**Short exercise**
Reproduce the lines of the listing from the line holding "formatted like [314,455]." through the end of the listing, both ends included, and leave the pictures out of your answer.

** Start **

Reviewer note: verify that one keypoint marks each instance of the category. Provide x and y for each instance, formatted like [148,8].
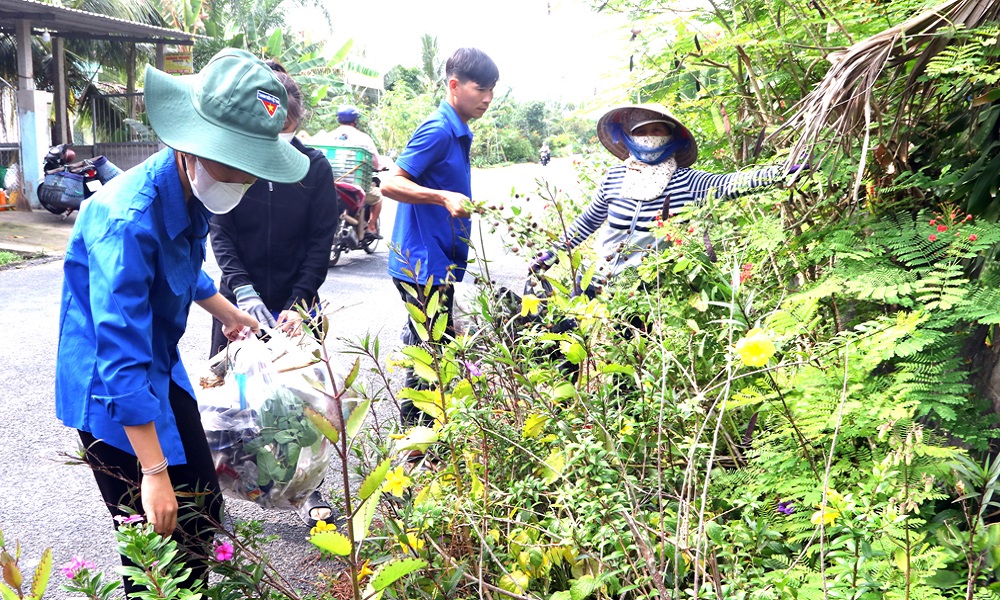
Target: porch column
[33,117]
[63,135]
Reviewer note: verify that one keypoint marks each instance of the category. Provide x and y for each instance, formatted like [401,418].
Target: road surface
[45,502]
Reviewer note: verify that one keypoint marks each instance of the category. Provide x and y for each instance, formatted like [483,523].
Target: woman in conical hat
[654,180]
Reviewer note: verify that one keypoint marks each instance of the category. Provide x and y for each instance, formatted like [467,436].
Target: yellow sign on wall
[178,63]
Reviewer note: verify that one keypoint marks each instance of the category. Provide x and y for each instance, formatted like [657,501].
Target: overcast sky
[557,49]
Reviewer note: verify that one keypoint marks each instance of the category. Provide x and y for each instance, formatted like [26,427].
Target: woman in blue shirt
[132,270]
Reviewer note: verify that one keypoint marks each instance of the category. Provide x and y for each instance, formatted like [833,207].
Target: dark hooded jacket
[278,237]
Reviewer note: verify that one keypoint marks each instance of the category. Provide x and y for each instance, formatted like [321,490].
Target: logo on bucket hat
[270,101]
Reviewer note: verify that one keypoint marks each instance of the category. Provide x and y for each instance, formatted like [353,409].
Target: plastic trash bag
[265,448]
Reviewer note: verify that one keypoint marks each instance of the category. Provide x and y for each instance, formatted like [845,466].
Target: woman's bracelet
[158,468]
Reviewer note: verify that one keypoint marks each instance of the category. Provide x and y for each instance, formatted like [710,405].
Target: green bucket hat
[230,112]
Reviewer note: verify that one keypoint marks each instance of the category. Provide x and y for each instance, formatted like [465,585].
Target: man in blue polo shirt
[433,183]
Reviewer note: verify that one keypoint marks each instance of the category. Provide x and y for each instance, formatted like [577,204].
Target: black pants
[117,474]
[409,414]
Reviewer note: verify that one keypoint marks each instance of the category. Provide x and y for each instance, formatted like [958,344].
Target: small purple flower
[129,520]
[73,567]
[473,368]
[224,551]
[786,508]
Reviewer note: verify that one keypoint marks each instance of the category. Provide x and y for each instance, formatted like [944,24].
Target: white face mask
[648,144]
[217,196]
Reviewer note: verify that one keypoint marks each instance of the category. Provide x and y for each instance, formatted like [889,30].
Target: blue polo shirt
[132,269]
[436,157]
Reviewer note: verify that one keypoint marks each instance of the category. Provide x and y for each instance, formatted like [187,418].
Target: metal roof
[73,23]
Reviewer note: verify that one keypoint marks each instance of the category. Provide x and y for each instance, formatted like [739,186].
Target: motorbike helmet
[348,114]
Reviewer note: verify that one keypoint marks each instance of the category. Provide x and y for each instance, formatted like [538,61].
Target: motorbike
[354,217]
[67,184]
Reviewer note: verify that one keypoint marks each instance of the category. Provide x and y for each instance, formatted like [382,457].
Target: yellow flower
[825,516]
[396,481]
[322,526]
[529,304]
[364,571]
[755,348]
[411,541]
[516,582]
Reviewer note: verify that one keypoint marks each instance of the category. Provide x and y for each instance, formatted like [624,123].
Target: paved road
[45,503]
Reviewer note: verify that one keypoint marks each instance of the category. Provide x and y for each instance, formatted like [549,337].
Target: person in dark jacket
[274,248]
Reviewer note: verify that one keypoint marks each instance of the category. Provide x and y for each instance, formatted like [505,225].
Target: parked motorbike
[67,184]
[350,230]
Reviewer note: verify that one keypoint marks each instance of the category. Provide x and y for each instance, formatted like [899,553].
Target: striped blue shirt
[628,223]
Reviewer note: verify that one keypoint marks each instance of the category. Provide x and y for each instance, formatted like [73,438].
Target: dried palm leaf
[844,104]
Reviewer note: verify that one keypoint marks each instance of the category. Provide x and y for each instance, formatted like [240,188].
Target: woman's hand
[236,323]
[159,502]
[290,321]
[239,325]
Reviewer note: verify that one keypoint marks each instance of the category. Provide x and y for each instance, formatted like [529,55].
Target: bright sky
[545,49]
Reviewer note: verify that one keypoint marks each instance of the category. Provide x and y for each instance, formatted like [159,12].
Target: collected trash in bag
[265,448]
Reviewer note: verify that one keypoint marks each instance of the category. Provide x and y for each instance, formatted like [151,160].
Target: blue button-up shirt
[436,157]
[133,266]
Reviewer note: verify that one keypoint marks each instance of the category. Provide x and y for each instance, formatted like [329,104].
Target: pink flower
[224,551]
[129,520]
[73,567]
[473,368]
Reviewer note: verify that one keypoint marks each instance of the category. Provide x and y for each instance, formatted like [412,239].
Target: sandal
[315,509]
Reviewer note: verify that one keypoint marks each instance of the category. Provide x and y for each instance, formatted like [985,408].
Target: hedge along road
[45,502]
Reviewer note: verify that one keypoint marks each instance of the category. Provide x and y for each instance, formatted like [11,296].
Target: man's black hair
[472,64]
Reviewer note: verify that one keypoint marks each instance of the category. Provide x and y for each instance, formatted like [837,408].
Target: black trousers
[118,475]
[409,414]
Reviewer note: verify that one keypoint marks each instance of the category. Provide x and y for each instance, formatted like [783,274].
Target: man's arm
[400,187]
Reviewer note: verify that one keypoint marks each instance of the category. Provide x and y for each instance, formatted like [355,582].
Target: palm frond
[845,103]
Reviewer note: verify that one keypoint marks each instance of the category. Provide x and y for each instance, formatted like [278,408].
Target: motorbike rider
[348,134]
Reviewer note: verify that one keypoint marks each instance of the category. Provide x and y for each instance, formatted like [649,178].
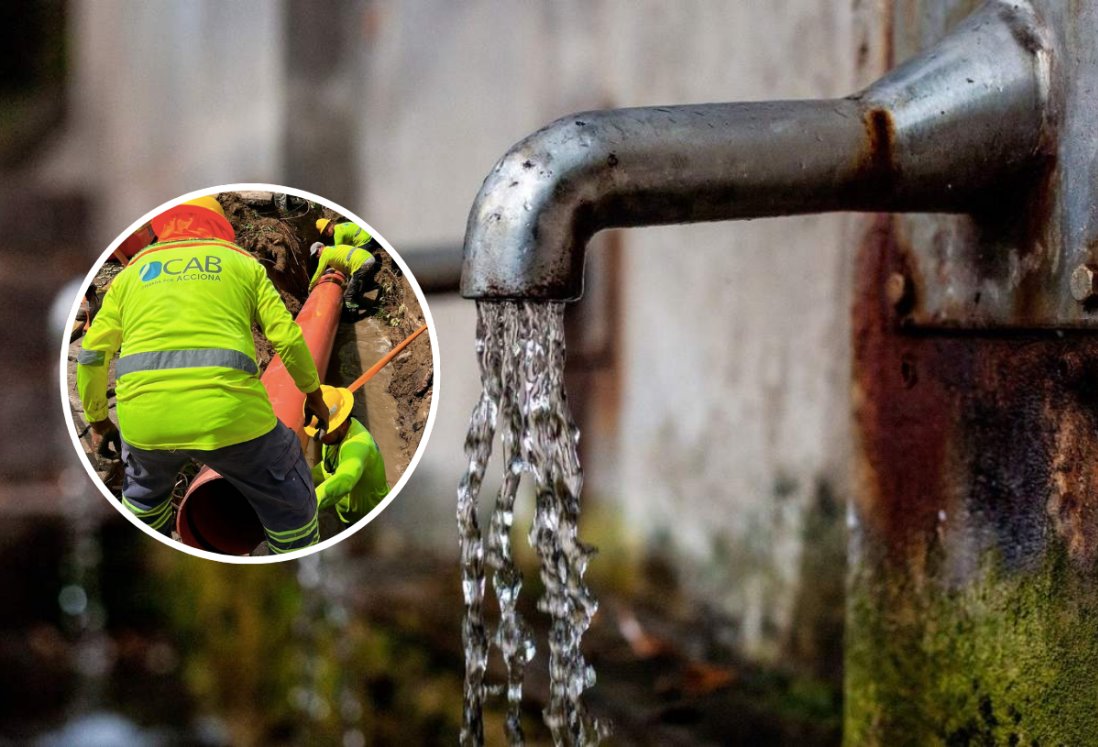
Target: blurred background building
[708,365]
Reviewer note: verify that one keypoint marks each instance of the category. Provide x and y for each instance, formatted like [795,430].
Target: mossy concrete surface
[1005,659]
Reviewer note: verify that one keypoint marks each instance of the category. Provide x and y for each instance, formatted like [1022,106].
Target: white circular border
[249,560]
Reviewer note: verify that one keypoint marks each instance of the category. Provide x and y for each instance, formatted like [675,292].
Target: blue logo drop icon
[150,270]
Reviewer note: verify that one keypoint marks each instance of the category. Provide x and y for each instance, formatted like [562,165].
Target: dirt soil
[279,233]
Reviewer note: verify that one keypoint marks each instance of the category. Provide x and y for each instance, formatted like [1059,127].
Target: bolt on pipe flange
[1085,283]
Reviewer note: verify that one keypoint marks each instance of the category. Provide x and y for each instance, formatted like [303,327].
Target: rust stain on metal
[994,434]
[878,159]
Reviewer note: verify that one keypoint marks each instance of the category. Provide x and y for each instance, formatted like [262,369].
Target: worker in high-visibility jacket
[345,252]
[350,475]
[187,381]
[348,233]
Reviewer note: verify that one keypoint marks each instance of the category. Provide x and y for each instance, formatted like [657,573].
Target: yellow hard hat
[339,402]
[208,201]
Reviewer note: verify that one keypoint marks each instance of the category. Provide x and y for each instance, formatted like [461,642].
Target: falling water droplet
[521,348]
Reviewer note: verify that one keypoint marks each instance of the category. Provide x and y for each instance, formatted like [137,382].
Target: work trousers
[270,471]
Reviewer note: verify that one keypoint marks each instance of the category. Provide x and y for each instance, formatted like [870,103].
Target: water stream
[521,350]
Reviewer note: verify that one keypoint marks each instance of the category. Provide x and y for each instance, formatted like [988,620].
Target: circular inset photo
[249,372]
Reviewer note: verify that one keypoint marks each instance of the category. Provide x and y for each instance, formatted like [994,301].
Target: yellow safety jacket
[187,378]
[350,475]
[350,233]
[344,257]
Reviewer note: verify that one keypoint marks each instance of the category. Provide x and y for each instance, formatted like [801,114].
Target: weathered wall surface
[716,410]
[730,437]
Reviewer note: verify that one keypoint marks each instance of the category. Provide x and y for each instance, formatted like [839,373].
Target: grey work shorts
[270,471]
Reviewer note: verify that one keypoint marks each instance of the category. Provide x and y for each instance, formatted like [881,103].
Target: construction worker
[350,475]
[348,233]
[357,264]
[187,380]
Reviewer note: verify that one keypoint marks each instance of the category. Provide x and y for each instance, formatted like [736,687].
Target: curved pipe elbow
[531,220]
[945,132]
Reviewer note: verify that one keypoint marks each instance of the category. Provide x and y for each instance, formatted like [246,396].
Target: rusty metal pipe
[214,515]
[943,133]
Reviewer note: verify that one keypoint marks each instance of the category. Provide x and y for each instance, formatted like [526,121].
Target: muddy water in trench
[359,346]
[521,350]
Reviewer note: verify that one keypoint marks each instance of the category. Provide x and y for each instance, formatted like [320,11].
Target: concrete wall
[731,434]
[727,438]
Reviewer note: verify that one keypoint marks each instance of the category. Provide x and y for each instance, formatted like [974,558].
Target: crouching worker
[348,255]
[350,475]
[187,380]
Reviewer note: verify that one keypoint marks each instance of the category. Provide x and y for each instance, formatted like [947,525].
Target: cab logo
[195,268]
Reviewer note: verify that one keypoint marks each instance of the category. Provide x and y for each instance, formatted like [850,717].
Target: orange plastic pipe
[213,515]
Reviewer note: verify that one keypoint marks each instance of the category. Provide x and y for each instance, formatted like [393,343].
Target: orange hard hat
[208,201]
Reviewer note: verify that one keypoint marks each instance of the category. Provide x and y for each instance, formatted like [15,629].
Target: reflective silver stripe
[194,358]
[90,357]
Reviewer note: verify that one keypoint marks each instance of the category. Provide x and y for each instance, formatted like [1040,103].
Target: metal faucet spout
[943,133]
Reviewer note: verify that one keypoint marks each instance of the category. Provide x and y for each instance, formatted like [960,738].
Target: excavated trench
[393,404]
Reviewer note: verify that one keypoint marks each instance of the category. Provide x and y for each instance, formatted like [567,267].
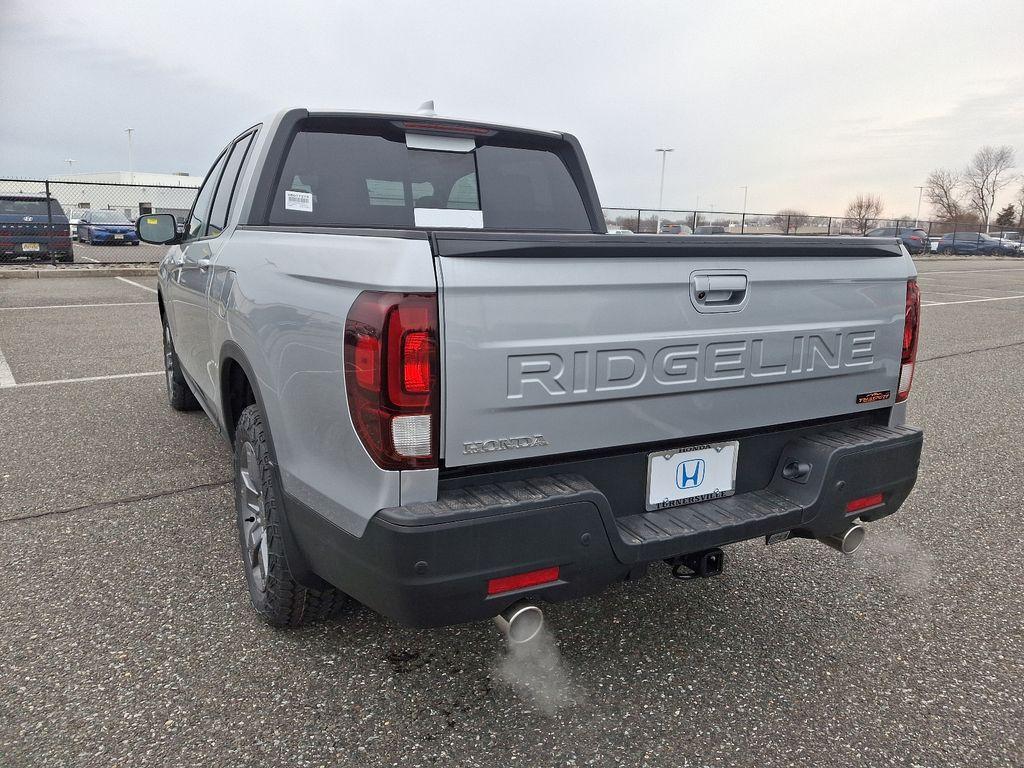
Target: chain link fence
[933,237]
[83,222]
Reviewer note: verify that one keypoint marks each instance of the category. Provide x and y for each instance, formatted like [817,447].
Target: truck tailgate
[557,344]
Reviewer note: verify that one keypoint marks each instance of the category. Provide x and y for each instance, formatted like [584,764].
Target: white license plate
[691,474]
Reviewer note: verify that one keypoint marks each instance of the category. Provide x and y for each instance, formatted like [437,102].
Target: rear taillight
[865,502]
[911,326]
[391,376]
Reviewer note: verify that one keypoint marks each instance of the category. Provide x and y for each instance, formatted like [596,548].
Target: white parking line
[940,292]
[76,381]
[137,285]
[971,271]
[77,306]
[6,377]
[969,301]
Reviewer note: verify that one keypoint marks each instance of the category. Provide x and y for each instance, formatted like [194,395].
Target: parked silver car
[451,396]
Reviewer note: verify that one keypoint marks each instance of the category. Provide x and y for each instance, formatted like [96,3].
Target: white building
[132,193]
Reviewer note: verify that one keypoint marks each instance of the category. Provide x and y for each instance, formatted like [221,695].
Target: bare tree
[790,219]
[863,210]
[945,192]
[1007,216]
[985,175]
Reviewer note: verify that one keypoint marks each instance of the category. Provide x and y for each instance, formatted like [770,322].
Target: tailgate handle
[719,290]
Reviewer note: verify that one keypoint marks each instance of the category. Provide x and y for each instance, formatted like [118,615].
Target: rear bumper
[111,240]
[429,563]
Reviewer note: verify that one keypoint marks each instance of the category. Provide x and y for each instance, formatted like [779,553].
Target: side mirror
[158,228]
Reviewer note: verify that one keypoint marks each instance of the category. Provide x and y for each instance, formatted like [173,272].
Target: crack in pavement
[971,351]
[116,502]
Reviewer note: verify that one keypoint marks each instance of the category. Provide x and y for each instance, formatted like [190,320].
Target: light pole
[131,171]
[921,194]
[660,189]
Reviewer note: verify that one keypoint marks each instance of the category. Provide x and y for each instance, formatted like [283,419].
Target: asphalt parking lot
[128,640]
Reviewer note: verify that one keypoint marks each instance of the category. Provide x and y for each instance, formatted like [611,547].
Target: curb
[78,271]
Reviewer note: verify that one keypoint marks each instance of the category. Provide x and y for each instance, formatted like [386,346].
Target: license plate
[691,474]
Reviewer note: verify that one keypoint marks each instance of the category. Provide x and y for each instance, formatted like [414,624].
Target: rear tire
[274,593]
[178,393]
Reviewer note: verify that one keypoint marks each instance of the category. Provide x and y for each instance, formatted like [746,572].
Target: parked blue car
[107,228]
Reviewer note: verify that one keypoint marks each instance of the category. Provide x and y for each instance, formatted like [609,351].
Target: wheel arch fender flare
[231,353]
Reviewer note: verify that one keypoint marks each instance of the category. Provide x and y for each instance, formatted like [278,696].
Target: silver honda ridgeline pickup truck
[452,394]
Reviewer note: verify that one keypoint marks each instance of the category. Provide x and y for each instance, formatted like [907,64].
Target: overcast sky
[807,103]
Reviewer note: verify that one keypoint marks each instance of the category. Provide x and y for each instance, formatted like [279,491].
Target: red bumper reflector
[521,581]
[864,502]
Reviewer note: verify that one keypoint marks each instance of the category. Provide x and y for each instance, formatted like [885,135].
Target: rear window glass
[14,206]
[370,179]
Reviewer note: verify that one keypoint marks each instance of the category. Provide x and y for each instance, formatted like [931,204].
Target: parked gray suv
[451,396]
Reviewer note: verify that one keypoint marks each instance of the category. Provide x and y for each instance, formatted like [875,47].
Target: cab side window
[201,211]
[225,188]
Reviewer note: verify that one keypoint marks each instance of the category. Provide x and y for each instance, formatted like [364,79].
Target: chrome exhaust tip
[520,623]
[849,541]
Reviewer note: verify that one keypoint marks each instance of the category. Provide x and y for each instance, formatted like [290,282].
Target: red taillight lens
[911,325]
[417,353]
[367,358]
[391,377]
[865,502]
[521,581]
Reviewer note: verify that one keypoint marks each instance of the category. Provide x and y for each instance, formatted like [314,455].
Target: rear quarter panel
[285,299]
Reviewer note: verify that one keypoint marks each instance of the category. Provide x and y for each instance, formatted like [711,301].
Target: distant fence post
[49,218]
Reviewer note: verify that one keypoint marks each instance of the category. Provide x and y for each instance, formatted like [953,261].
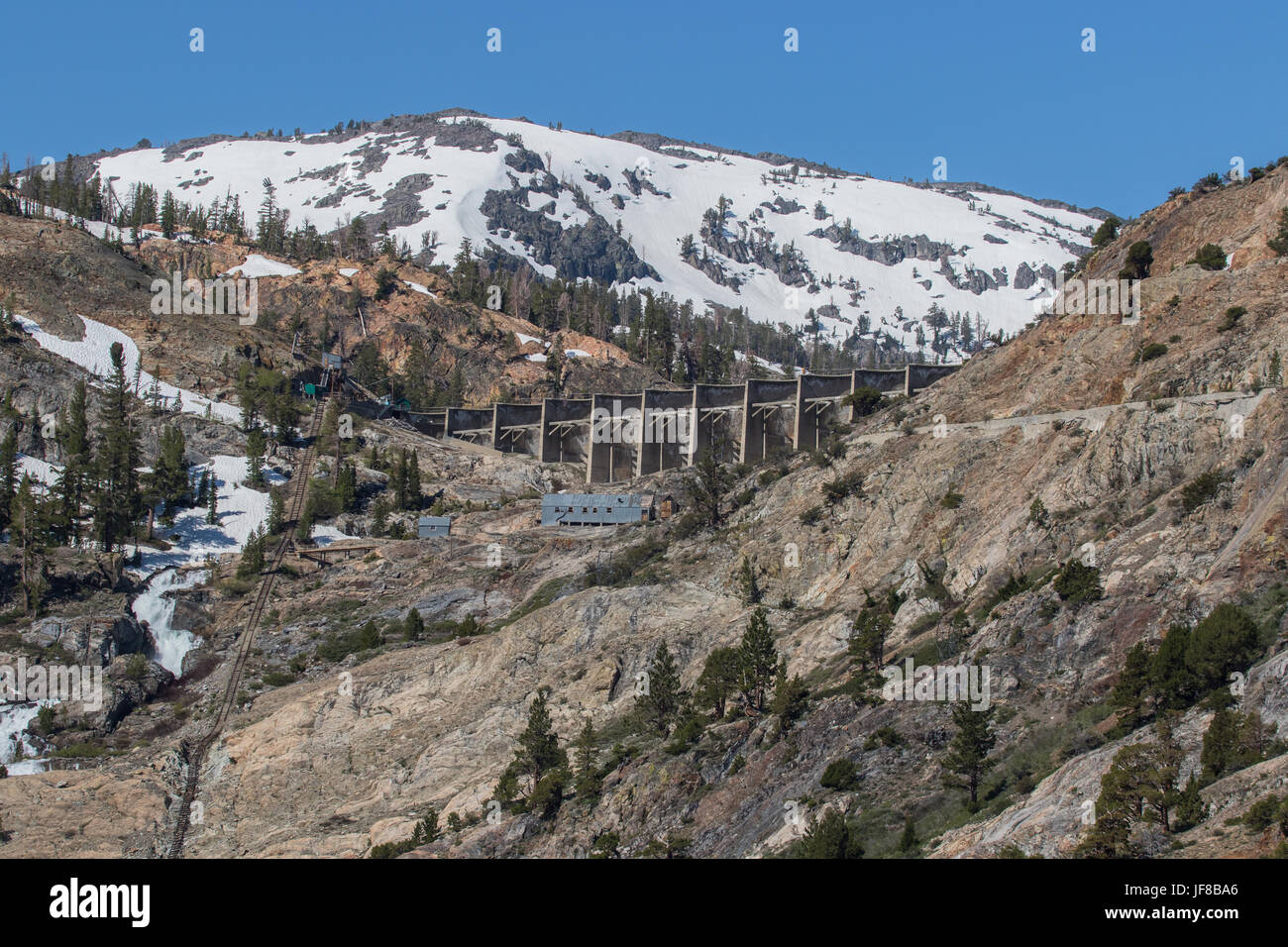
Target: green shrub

** End **

**Reply to the exercise**
Reviewer note: verify that one keypoint marks each instance of the category. Provide x and y for each instance, formatted like [314,455].
Target: rear quarter panel
[285,299]
Reviewer note: verify that one keypoint marks each instance of the category. Provide x and y for each instance, formatted like [711,301].
Target: distant fence post
[49,218]
Reviewer note: verify that one keypoint marks each instance of the category. Provide x and y for each instance, formatted like [953,261].
Target: green shrub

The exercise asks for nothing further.